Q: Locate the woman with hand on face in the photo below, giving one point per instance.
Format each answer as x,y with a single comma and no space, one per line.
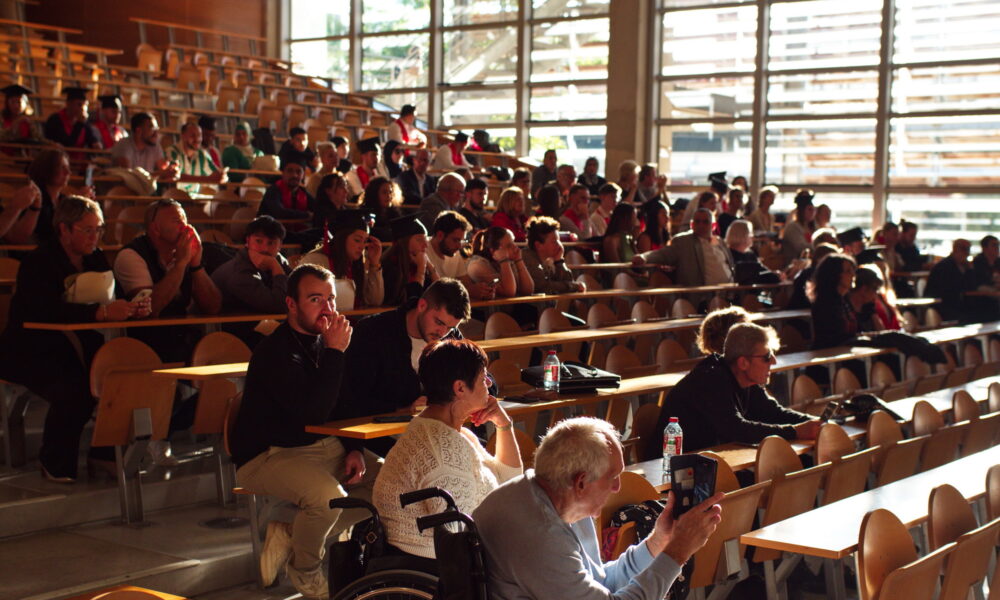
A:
437,450
65,280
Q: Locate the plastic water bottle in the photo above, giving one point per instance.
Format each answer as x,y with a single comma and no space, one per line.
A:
550,371
673,444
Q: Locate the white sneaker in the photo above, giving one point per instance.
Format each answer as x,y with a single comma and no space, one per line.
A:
311,584
277,548
161,454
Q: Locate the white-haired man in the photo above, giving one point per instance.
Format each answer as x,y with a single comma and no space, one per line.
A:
539,533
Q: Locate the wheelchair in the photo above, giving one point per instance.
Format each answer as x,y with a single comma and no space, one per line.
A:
364,567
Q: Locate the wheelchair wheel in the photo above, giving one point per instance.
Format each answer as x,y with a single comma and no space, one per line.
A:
391,585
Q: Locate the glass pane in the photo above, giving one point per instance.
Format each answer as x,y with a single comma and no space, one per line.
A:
547,9
568,102
933,30
573,144
470,12
570,50
398,61
825,33
707,97
478,106
943,151
325,58
688,153
944,217
813,152
946,88
394,15
319,18
823,93
481,55
697,42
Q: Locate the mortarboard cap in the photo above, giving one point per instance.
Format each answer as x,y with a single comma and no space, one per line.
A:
368,145
407,225
12,91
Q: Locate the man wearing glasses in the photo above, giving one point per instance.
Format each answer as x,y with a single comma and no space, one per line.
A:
723,399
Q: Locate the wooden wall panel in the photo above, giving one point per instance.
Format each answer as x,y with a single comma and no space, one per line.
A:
106,22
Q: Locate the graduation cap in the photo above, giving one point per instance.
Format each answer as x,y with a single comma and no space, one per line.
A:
407,225
110,101
368,145
12,91
75,93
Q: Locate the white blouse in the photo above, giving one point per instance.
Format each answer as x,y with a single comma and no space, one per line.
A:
431,454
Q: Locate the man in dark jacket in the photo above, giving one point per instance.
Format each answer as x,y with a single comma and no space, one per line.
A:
293,381
723,398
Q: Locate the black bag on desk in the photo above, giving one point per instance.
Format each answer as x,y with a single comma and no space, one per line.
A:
573,377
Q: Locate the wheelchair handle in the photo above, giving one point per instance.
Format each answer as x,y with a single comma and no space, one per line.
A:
426,494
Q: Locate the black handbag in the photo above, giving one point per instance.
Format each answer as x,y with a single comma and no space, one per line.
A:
573,377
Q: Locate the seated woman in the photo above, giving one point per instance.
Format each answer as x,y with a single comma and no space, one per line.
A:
436,450
354,257
382,199
497,259
65,280
510,213
749,269
405,268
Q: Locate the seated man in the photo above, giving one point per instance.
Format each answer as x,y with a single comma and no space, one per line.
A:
723,399
293,381
538,529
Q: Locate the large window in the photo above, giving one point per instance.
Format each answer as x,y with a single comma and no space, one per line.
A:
807,112
531,72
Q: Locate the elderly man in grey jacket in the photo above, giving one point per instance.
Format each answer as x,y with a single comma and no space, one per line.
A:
699,256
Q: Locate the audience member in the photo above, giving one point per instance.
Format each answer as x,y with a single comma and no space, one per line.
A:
416,183
545,261
46,362
293,381
548,547
436,450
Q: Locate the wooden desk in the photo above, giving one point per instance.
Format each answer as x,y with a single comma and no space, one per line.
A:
832,531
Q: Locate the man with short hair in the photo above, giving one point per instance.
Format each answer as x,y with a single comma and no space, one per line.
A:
723,398
700,257
544,258
448,196
195,163
538,529
449,156
293,380
415,183
474,207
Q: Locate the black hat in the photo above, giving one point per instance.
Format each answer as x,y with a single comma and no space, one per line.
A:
349,220
14,90
368,145
854,234
407,225
76,93
110,101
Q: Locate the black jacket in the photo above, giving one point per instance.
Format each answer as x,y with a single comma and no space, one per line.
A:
713,409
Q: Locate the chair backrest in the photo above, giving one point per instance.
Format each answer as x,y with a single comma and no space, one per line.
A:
926,418
964,407
845,381
739,507
775,456
884,545
832,442
899,460
949,515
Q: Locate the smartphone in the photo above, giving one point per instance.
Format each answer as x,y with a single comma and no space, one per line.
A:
692,480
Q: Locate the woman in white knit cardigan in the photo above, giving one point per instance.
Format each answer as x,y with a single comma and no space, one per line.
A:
437,450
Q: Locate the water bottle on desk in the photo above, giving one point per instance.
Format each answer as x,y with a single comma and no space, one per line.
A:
673,444
550,371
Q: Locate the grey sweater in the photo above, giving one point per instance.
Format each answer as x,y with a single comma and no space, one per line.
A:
532,554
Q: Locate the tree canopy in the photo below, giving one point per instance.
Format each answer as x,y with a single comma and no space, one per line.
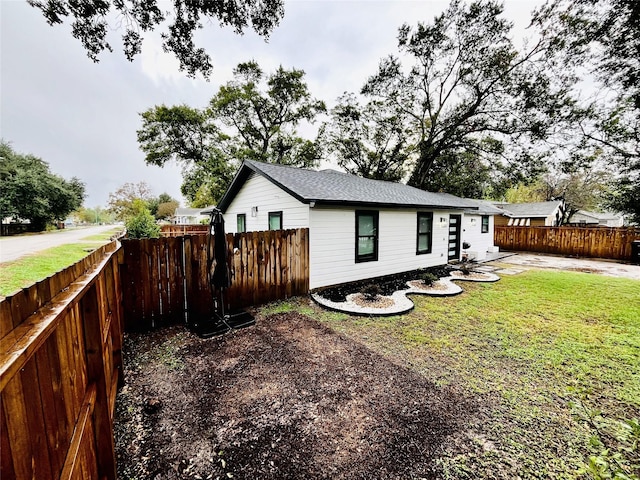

What needs to be done:
State how many lines of the records contain the word "wooden". Give only the number.

Complete response:
2